Extract the rows from the line containing "Spot the horizontal" through the last row, including both ends, and reproduce them without any change.

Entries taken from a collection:
····················
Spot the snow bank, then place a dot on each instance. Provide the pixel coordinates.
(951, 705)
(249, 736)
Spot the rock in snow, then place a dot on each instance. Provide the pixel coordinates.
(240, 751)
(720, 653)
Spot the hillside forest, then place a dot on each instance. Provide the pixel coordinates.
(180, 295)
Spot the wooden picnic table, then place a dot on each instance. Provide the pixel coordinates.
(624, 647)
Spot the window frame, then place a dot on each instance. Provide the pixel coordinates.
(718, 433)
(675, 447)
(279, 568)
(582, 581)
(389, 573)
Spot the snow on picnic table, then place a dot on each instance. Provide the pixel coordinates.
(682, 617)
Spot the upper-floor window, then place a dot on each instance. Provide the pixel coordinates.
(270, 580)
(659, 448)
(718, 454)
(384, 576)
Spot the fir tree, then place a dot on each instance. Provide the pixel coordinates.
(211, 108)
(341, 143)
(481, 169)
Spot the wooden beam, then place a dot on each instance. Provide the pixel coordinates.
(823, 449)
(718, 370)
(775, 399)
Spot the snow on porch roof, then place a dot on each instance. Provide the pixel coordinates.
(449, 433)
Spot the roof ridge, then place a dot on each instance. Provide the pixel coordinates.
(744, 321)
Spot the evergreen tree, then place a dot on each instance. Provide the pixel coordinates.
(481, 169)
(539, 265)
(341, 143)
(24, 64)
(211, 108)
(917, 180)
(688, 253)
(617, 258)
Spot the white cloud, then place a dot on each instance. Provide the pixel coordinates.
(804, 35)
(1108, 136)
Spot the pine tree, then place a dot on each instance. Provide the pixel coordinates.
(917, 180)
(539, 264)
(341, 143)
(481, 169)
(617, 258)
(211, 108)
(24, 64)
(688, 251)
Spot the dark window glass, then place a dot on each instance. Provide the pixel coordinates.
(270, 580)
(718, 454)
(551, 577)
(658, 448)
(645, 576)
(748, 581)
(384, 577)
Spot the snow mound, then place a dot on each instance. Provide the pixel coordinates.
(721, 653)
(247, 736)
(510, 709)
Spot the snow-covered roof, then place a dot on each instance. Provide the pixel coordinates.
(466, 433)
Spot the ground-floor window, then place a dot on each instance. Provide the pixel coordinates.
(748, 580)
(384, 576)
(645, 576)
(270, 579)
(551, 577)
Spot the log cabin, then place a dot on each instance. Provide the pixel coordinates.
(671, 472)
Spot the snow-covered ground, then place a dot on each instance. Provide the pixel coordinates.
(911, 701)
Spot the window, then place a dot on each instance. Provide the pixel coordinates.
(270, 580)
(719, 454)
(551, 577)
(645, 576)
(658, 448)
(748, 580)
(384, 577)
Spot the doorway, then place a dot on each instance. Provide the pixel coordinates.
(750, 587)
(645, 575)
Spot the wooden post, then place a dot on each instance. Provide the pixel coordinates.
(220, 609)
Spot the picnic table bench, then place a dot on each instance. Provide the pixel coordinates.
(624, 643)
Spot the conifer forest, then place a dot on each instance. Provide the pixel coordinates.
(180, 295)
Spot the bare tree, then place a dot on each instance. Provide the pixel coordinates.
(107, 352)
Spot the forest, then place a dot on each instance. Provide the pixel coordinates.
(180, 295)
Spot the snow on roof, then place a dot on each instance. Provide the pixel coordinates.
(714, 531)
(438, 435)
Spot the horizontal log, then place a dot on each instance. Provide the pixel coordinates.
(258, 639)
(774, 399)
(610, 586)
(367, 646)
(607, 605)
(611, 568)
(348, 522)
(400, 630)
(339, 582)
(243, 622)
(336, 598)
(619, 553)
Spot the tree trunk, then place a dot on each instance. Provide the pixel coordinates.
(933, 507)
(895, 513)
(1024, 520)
····················
ANSWER TO THE EXERCISE:
Spot the horizontal log, then place a dot on each instance. Provide the pixel coordinates.
(258, 639)
(774, 399)
(610, 586)
(367, 646)
(607, 605)
(611, 568)
(348, 522)
(400, 630)
(339, 582)
(243, 622)
(336, 598)
(619, 553)
Spot the tree trunk, then place a dot on each instance. Provide the pixel coordinates.
(933, 507)
(895, 513)
(1024, 520)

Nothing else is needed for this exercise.